WORK TASK »
Go through the entries below and copy every line that holds the word "wooden".

[MATERIAL FOR THIS TASK — start]

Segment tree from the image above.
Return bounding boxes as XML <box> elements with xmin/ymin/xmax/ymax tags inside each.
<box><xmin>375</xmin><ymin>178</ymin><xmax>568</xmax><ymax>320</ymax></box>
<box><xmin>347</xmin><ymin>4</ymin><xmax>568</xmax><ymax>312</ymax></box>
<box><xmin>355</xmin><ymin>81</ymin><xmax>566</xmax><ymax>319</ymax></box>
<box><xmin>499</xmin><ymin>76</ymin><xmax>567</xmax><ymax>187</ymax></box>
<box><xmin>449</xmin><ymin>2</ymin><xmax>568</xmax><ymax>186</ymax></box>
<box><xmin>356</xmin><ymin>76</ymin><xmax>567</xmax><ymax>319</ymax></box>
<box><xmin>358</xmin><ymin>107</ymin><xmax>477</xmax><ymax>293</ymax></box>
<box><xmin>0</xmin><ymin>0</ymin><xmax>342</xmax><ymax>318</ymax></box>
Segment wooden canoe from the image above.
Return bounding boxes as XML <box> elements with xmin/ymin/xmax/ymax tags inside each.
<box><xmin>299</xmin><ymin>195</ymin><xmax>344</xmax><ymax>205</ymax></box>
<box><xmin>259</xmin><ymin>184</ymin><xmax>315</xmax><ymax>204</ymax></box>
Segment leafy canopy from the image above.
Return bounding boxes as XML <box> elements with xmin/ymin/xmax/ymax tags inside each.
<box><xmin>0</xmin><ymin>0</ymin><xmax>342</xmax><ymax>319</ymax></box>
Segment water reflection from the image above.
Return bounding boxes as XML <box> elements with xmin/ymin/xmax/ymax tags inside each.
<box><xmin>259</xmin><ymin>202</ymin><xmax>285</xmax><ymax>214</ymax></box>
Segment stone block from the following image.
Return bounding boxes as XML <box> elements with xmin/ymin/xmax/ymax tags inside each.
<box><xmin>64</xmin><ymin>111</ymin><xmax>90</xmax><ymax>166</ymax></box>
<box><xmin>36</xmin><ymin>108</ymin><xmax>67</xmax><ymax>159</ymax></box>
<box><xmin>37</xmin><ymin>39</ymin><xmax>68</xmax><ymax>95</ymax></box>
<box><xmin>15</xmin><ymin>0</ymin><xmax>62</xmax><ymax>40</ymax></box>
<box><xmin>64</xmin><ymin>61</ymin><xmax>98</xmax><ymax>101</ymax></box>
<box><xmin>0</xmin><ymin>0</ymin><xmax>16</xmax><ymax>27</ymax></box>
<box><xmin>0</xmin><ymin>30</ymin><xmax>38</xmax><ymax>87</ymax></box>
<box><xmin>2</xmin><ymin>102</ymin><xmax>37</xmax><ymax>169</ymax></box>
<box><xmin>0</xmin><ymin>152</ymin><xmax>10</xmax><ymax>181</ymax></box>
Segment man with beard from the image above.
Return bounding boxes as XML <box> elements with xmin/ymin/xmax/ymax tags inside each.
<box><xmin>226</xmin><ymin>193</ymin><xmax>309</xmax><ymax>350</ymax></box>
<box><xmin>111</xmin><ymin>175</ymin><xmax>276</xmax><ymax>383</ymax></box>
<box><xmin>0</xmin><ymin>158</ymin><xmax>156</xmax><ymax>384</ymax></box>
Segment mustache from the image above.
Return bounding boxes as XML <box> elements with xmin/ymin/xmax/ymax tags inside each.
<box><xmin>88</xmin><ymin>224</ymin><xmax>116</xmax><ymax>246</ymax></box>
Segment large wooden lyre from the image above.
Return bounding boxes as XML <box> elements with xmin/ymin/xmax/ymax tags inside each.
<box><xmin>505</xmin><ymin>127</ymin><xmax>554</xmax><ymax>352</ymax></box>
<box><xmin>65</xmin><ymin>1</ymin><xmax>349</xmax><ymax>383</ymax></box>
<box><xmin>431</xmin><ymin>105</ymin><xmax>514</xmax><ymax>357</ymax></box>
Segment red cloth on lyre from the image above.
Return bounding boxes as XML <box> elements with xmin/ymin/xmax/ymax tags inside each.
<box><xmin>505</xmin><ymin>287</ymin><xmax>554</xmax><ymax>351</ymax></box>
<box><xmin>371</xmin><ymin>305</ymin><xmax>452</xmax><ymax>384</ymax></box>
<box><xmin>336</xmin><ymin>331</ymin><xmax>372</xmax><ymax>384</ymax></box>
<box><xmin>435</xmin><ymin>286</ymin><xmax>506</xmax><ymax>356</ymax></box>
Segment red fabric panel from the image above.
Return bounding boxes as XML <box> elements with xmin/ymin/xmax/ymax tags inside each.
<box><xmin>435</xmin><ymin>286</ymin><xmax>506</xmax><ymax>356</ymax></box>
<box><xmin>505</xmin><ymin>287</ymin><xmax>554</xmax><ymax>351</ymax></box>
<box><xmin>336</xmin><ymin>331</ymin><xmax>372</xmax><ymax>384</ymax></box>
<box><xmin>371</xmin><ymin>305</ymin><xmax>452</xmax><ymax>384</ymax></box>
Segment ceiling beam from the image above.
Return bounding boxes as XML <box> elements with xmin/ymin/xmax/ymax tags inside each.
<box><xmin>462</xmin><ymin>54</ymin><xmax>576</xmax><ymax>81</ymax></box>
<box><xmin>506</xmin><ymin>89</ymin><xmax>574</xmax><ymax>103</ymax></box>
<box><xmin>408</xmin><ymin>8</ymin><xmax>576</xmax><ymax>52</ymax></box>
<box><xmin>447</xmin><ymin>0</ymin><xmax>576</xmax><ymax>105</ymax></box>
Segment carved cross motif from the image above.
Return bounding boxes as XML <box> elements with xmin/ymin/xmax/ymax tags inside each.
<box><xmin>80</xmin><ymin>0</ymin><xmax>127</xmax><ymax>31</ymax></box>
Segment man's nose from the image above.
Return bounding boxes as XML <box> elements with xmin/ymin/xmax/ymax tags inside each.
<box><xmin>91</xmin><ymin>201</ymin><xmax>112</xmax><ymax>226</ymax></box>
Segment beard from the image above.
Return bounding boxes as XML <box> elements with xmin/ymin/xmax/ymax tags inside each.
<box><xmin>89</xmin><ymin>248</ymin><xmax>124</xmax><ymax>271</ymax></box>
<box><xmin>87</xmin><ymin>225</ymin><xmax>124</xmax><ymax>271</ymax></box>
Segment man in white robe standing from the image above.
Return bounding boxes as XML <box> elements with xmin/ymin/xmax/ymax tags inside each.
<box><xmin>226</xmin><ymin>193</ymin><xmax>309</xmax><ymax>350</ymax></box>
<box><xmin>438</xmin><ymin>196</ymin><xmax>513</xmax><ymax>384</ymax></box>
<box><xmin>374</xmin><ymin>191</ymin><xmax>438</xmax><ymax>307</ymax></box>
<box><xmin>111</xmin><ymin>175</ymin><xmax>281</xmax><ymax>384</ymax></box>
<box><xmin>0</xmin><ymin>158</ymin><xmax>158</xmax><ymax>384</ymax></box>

[MATERIAL FOR THIS TASK — finish]

YOUR RESPONSE »
Segment wooden canoe from the image above.
Segment large wooden lyre from the image above.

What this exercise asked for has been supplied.